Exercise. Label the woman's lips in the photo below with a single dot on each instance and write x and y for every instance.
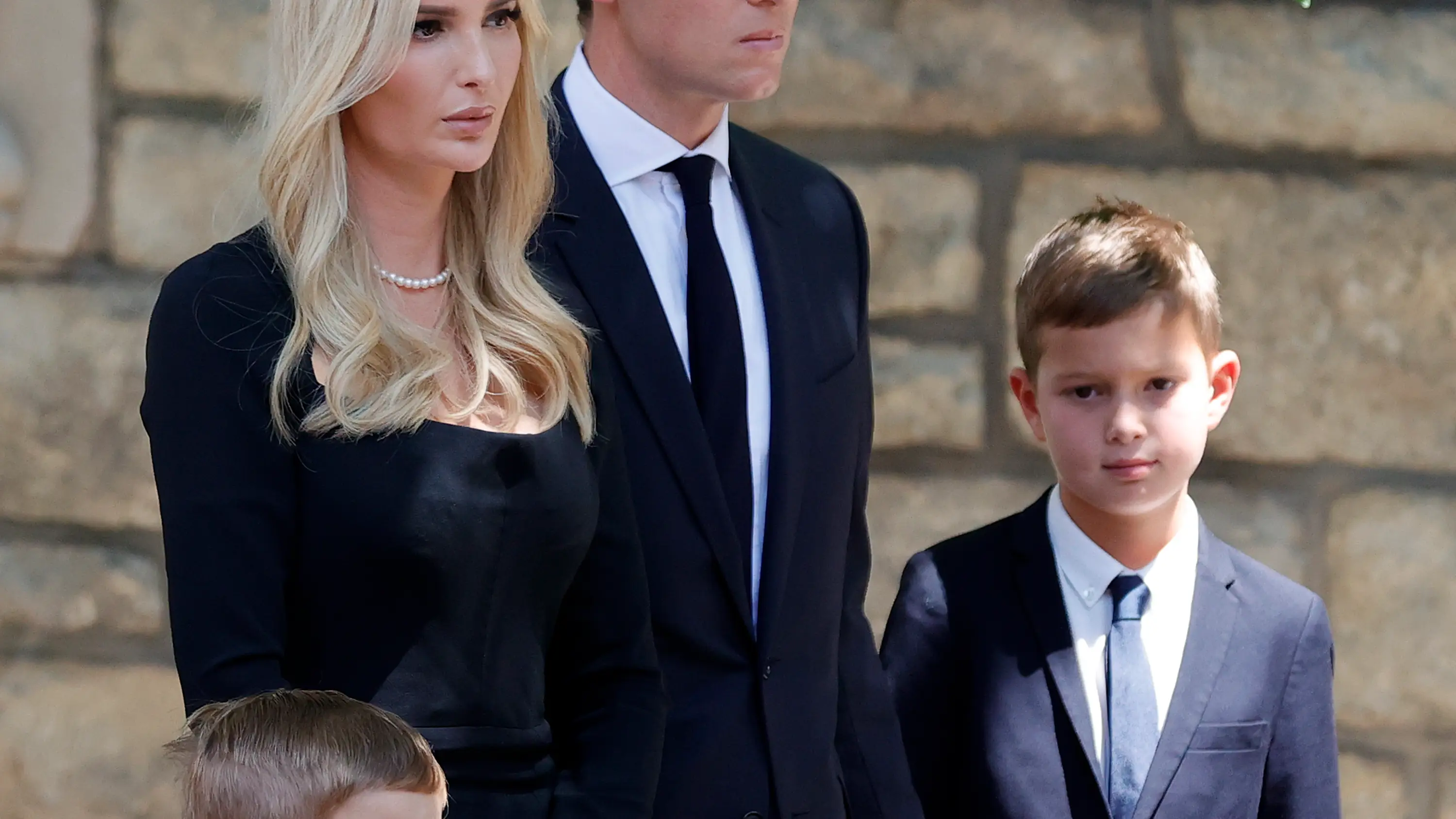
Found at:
(765, 41)
(472, 121)
(1130, 469)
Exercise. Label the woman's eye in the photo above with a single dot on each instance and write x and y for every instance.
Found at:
(504, 18)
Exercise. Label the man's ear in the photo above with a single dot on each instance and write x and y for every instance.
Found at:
(1024, 388)
(1224, 377)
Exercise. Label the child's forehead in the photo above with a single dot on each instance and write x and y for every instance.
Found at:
(1142, 340)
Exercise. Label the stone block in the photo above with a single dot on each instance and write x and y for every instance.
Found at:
(1372, 789)
(1446, 790)
(565, 34)
(928, 395)
(59, 591)
(12, 184)
(178, 188)
(1258, 524)
(85, 742)
(1336, 295)
(922, 236)
(980, 69)
(1350, 79)
(191, 47)
(72, 447)
(912, 514)
(49, 97)
(1392, 562)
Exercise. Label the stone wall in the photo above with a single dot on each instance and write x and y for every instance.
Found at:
(1314, 153)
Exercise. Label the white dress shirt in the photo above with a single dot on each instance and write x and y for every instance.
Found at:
(629, 150)
(1087, 572)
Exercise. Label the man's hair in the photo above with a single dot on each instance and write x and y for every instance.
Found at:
(296, 755)
(1109, 262)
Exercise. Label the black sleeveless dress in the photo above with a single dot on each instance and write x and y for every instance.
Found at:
(485, 587)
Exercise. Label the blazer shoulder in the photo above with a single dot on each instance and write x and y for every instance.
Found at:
(778, 161)
(975, 557)
(1270, 592)
(826, 197)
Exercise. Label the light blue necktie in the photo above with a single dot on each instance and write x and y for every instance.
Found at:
(1132, 709)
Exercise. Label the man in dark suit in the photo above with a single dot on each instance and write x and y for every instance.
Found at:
(1101, 655)
(727, 278)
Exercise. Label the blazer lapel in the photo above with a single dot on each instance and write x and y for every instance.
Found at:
(596, 242)
(790, 386)
(1042, 595)
(1215, 610)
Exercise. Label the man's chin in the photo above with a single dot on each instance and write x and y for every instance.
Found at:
(752, 88)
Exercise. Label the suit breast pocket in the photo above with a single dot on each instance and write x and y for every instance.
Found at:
(1212, 738)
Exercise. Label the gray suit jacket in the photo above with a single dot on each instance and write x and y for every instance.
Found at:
(995, 722)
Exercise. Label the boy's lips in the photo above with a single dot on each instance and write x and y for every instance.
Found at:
(1130, 469)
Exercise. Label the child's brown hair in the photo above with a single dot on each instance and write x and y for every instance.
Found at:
(296, 755)
(1109, 262)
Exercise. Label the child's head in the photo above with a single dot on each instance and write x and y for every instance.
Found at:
(306, 755)
(1117, 321)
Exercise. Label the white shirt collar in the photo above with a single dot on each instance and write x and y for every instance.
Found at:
(624, 143)
(1091, 571)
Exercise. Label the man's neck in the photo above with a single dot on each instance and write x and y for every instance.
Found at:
(682, 114)
(1132, 540)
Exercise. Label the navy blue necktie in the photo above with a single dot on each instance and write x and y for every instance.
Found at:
(715, 350)
(1132, 709)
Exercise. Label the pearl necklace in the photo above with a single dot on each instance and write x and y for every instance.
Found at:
(413, 284)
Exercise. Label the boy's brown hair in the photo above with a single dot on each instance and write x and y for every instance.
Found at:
(296, 755)
(1109, 262)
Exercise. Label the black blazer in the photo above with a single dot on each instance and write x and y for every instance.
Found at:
(996, 725)
(753, 723)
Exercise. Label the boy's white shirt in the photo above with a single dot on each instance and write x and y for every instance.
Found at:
(1085, 572)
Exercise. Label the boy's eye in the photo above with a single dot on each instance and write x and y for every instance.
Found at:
(504, 18)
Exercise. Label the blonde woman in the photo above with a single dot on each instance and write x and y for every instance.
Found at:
(385, 463)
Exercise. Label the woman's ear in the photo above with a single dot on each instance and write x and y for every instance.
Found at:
(1024, 388)
(1224, 377)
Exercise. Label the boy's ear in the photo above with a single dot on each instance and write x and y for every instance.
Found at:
(1224, 372)
(1026, 391)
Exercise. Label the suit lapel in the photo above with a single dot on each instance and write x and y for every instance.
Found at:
(1215, 610)
(1042, 595)
(596, 242)
(790, 379)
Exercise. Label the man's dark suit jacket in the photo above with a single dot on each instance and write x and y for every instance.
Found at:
(755, 723)
(996, 725)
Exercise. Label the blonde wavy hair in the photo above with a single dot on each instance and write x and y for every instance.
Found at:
(519, 345)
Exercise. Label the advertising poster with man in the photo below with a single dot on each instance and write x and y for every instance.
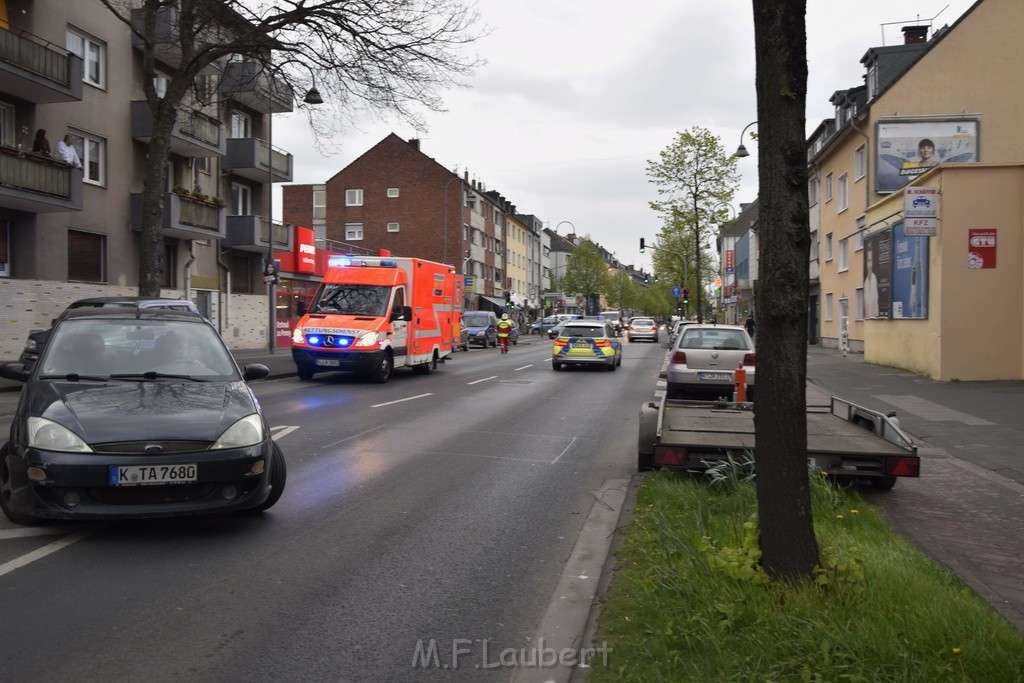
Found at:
(909, 274)
(878, 274)
(907, 148)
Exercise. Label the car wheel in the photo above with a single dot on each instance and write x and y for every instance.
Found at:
(6, 493)
(427, 368)
(279, 475)
(384, 370)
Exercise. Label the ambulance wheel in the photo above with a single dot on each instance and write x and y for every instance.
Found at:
(427, 368)
(384, 370)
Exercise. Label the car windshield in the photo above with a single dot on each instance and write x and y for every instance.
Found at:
(583, 331)
(714, 339)
(351, 300)
(133, 348)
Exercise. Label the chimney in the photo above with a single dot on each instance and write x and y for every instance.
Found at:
(914, 34)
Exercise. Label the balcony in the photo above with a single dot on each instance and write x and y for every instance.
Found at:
(195, 133)
(184, 217)
(249, 233)
(253, 159)
(38, 184)
(248, 83)
(37, 71)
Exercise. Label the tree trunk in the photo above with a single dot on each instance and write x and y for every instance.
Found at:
(787, 543)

Work required:
Give back the full listing exactly as written, only without its pictures.

Answer section:
Exercise. Label the woman's lips in the photo below with a single dot on each instance and write x and y for every instance.
Found at:
(765, 41)
(472, 121)
(1130, 469)
Exercise. Label the woman's eye in the photo above with a single dot on each instance and write x and y for every instance.
Found at:
(504, 18)
Exercise. Label the man's ear in the photo above with a single dot on each instance and write x and y for every instance.
Found at:
(1024, 388)
(1224, 377)
Exercise. Label the child's forehead in the photo above with a single dot on each instance and write x and y for every instance.
Found at:
(1142, 340)
Exercise. Label the stone block in the photo above with a single dot on each instance and write x and y for every instance.
Found at:
(1372, 789)
(1446, 790)
(565, 34)
(928, 395)
(59, 591)
(12, 184)
(178, 188)
(1258, 524)
(85, 742)
(1336, 295)
(922, 236)
(980, 69)
(1350, 79)
(191, 47)
(72, 447)
(912, 514)
(49, 97)
(1392, 562)
Exercise. Label the stone wall in the photo above with a single dot on each instance and write x and y for every instance.
Found at:
(1314, 153)
Exercise. Label the white dress shirt in the photo above with a single dot on each instance and write x and y for every instance.
Found at:
(629, 150)
(1087, 572)
Exercise. Label the man's hair in the photo above with a single dot on each instance and write x and y for every instance.
Found at:
(296, 755)
(1109, 262)
Exercise. Label the black sleeveless dress in the photo above with a single dot on each instance and write x and y for every instance.
Found at:
(485, 587)
Exercise. Label the blazer shoulder in the photo above with a single dot on each instance and write x and y for every instance.
Found at:
(778, 161)
(975, 557)
(1270, 592)
(826, 197)
Exercise. Label the light blue necktie in the photo above with a single dot on each instance and write x and y for every instance.
Found at:
(1132, 709)
Exercise. Label the man in dark suit in the photo above with a single dot on each instance and write x and y for every instance.
Found at:
(1101, 655)
(727, 278)
Exercise. Label the blazer lapel in the photo above with a single dot on each instance and write x and y for every instance.
Found at:
(596, 242)
(790, 386)
(1042, 595)
(1215, 610)
Exercise. Label the man's chin in the photo above with a single dot on each instance and write x and y for every instance.
Found at:
(752, 88)
Exercise. Label the suit breast pocket in the photo above with a single dot on each instance and write x and y for every instance.
Found at:
(1212, 738)
Exercise. Label the gray suit jacket in the photo above with a single dot on each instance and write x and y for every instance.
Found at:
(995, 722)
Exercise. Label the boy's lips in the photo above with a single dot on each instance and write x and y for every instance.
Found at:
(1130, 469)
Exercise. Label the child's brown hair in the photo above with a single dot on each instance and write x and y for every instance.
Found at:
(296, 755)
(1109, 262)
Exercise. Label the child's head in the photo above with a single dot on each instance and write x and y for every instance.
Found at:
(306, 755)
(1117, 321)
Exercise. Label the white shirt collar in the photo above with a single dot on each instance and write x and y for every instance.
Found at:
(624, 143)
(1091, 571)
Exercise. Label the man's neck in the photo above with a single dot on each instance and write x and y for every instance.
Found at:
(682, 114)
(1132, 540)
Exercise. Label the navy blue necktie in the photo above with a single dot on each instance and write x and y for every instance.
Found at:
(715, 350)
(1132, 709)
Exercise. Label the pearl necklace in the photo above with a single dot on each instance and write x and y for every instance.
Found at:
(413, 284)
Exercise. Label the boy's brown hair in the photo above with a single dot on each instance and write x and y for every instance.
Found at:
(296, 755)
(1109, 262)
Exercise. Label the black blazer in the photo above with a single dot on each instance and write x and y for every instance.
Found at:
(996, 725)
(753, 723)
Exercise. Label the boy's white shirt in the photo above with a single dot on each instance and write x and y for every instance.
Found at:
(1085, 572)
Exercise. Label the boy's eye in the photo above with a single dot on each instance and write x and y for every instance.
Found at:
(504, 18)
Exercise. Label the blonde woman in the photo above with a single dot on each instance and write x and y for every instance.
Found at:
(385, 463)
Exercise. Label the woman's ear in the photo above with a single dot on each instance and write x and y for every instance.
Found at:
(1024, 388)
(1224, 377)
Exercise. Label the boy's ear in the photo above with a single dot on each instance and write x and y for every instance.
Found at:
(1224, 372)
(1026, 391)
Exercise. Label the suit lapel in the photo above with a single dot on each instance and write x and y for every instance.
Found at:
(1215, 610)
(1042, 595)
(596, 242)
(790, 379)
Exercise. Label the man's dark suit jacket in the photo above with a single dot on each instance and write x and y for every instance.
Found at:
(755, 723)
(996, 725)
Exercise. Label the blonde wavy hair in the photo above with a single dot on each instance and write x and y for every instance.
Found at:
(519, 345)
Exercise. Label the advertising poster with man in the photo below with a single dot on each instance and write x and y for every instance.
Found at:
(909, 274)
(878, 274)
(907, 148)
Exercise. Label the car wheel in the photo above with a single dot on each instance and write x and y for every instance.
Found at:
(6, 493)
(427, 368)
(279, 475)
(384, 370)
Exercise. Label the ambulance wheel in the photo above with a single dot on each instance and write x and y for every instance.
Found at:
(427, 368)
(384, 370)
Exercise. Label the car windshield in the photo above with a single dot on each instance and write x and y for every instance.
Found at:
(583, 331)
(714, 339)
(351, 300)
(133, 348)
Exercise. Label the chimney in the photo above with a single dot on each instance and write x and y for every instance.
Found at:
(914, 34)
Exercise. Label the balcony in the photo above with a single dot on each instance and write x and y for every instance.
Found at:
(195, 133)
(184, 217)
(249, 233)
(253, 159)
(38, 184)
(248, 83)
(37, 71)
Exercise. Label the tree trunk in the photo above with a single dot on each instance and write x and y for every instance.
Found at:
(787, 543)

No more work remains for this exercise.